**STUDY QUESTIONS**
a: In the review of Pill's mixtape The Diagnosis, whose imprint was this project supposed to be Pill's first release on?
b: Carry on the review of Pill's mixtape The Diagnosis after its final sentence, in the same critical voice.

The Diagnosis Mixtape
By Colin McGowan | 1 August 2011
So, another rapper scrapped his official debut, decided to start fresh, and released the sessions as a mixtape. Today, that rapper is Pill, for whom The Diagnosis was supposed to be his first release on Rick Ross’s Maybach Music imprint. Whoever nixed this project—be it an A&R, Rawse, or Pill himself—exhibits keen instincts, or, at the very least, understands that an album is supposed to possess something resembling cohesiveness. It’s unfair to assume all of the material featured on Pill’s latest tape was slated to appear on his official release, but The Diagnosis is the sound of an artist having no idea who he is.

**DATA EXCERPT**
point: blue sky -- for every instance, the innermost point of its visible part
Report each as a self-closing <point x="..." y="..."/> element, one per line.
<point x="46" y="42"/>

**YOUR WRITTEN ANSWERS**
a: Rick Ross's Maybach Music imprint.

b:
When Pill appeared on my radar with 4075: The Refill (2009), it appeared he was in step with Big K.R.I.T., G-Side, and others—a Dungeon Family revivalist who rapped about old school Chevys, his relationship with music, and societal ills. Then, puzzlingly, he dropped 1140: The Overdose last year, which was packed with aggressive, synth-driven production over which Pill almost exclusively spit about slanging. I’m all for unrepentant yay talk, but Overdose felt like either an exercise or play-acting. This is the dude whose best track is “Pain in They Eyes,” a vividly depressing song with verses about how fucked up life in the hood is, and whose hook contains the plea “All I’m asking, Lord, can you please get me off this corner?”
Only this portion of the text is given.